## Action item
Your answer is the lines from the one that has "If you could place a marker on the woman's" through the last line of the records below, retyped exactly and alone.

## Working data
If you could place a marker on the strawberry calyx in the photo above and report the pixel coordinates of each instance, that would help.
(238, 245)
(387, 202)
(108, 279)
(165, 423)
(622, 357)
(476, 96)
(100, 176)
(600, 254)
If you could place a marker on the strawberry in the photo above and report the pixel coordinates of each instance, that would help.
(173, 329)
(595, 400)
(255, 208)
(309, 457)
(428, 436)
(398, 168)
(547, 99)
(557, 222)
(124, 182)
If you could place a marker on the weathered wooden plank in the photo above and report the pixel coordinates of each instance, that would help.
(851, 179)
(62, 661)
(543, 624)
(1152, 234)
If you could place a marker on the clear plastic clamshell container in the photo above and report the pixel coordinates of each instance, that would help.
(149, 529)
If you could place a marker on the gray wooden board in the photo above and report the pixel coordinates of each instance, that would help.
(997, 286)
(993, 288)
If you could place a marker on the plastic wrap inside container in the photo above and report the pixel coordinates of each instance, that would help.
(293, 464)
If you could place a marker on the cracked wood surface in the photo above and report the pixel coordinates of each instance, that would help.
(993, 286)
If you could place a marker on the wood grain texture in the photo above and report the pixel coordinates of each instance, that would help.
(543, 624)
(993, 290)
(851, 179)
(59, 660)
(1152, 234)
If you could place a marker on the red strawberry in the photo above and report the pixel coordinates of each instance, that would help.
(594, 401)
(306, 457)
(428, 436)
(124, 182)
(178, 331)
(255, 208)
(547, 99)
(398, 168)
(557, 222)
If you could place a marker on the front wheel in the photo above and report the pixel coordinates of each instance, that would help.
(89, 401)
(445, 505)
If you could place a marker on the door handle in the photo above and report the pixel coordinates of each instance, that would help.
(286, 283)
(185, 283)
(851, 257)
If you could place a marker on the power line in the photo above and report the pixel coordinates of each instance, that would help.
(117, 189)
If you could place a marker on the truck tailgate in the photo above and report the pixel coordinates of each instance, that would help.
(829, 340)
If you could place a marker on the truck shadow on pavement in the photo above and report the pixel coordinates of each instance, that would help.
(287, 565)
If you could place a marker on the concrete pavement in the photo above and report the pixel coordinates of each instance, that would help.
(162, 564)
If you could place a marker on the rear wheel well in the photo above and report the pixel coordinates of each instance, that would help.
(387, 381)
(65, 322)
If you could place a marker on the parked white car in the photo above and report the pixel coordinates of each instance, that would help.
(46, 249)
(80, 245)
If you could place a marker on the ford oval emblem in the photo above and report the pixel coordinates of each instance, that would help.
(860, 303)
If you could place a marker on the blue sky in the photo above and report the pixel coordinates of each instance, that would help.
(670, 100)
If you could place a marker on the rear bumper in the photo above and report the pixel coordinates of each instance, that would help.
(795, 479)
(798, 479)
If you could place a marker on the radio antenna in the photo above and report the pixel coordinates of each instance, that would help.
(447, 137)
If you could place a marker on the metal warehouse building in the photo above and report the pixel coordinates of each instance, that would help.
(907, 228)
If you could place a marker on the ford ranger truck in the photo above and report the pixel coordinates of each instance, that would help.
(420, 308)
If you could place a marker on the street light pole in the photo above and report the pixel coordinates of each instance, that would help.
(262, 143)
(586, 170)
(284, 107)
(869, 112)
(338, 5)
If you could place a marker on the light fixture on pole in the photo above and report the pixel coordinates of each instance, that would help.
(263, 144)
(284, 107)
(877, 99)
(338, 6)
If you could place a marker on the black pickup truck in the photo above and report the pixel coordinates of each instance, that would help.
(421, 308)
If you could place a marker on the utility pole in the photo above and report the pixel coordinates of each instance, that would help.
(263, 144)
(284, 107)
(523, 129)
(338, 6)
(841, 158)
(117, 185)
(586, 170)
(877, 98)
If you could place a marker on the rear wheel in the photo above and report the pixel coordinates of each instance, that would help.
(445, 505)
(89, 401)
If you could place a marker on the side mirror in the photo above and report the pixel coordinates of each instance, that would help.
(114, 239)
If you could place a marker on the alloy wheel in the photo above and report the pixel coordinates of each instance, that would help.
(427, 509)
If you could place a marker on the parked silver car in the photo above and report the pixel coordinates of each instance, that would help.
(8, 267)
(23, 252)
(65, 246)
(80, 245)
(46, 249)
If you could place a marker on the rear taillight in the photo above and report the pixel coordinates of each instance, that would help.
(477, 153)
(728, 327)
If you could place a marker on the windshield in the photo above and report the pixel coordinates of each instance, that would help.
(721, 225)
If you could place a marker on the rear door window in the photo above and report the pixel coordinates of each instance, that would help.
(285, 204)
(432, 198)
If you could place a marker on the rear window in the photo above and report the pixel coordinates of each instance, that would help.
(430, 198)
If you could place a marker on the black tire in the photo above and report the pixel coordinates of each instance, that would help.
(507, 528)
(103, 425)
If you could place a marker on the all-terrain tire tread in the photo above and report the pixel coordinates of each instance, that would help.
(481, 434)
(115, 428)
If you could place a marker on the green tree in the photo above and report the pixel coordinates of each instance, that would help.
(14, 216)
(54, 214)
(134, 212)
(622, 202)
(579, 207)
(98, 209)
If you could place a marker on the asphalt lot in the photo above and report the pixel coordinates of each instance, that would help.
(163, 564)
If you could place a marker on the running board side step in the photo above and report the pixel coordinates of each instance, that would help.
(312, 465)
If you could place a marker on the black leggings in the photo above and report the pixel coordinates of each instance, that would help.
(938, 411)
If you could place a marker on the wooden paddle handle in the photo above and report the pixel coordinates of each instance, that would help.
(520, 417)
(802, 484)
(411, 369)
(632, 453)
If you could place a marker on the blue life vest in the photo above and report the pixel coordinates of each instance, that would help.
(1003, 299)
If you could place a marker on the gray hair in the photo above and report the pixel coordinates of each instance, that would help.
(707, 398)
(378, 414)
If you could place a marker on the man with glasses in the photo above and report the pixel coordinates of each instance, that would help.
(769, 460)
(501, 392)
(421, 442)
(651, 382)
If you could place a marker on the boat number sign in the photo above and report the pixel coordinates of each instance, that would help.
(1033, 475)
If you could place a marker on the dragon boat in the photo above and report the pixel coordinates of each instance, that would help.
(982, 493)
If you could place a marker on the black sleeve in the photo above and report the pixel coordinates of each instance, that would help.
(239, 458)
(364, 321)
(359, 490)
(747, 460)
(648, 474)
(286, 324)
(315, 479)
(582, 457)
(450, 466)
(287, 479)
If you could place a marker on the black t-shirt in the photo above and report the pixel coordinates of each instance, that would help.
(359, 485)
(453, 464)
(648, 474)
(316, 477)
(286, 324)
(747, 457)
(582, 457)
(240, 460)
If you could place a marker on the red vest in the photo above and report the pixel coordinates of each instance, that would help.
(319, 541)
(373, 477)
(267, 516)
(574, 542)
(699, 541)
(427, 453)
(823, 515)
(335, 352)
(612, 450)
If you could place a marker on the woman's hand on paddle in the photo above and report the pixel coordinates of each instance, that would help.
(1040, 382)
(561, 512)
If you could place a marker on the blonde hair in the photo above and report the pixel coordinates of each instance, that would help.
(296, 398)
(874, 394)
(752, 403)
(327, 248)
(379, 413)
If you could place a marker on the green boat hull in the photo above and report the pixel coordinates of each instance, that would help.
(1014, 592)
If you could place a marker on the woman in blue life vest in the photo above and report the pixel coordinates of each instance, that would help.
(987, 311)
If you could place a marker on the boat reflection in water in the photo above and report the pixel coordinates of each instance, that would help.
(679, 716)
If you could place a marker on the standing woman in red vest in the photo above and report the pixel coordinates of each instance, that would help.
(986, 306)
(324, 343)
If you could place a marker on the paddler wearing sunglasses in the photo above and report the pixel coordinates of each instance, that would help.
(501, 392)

## Solution to this exercise
If you could place a marker on the woman's hand on paddle in the photo above and report the pixel coordinates of each instance, that would help.
(1040, 382)
(561, 512)
If you could place a marker on the blonde hair in the photo above and report the pixel coordinates of each instance, that would help.
(296, 398)
(874, 394)
(752, 403)
(327, 248)
(379, 413)
If you could place a marker on the green boat hull in the photo above and report the pixel coordinates of each instance, that would help.
(1014, 592)
If you could place a marker on the woman in blue life vest in the photo above and report the pixel coordinates of each instance, that would help.
(987, 311)
If you could place a marker on the boat reflection in water in the photo above and report the pixel coordinates of each instance, that would help.
(679, 716)
If you could place a marker on the standing woman in red vest in the photo above and report the pixel coordinates of each instance, that would help.
(986, 306)
(324, 343)
If you could place a marker on the paddler wearing sunglasses in the photo above and report the pixel coordinates of each instance, that would help.
(501, 392)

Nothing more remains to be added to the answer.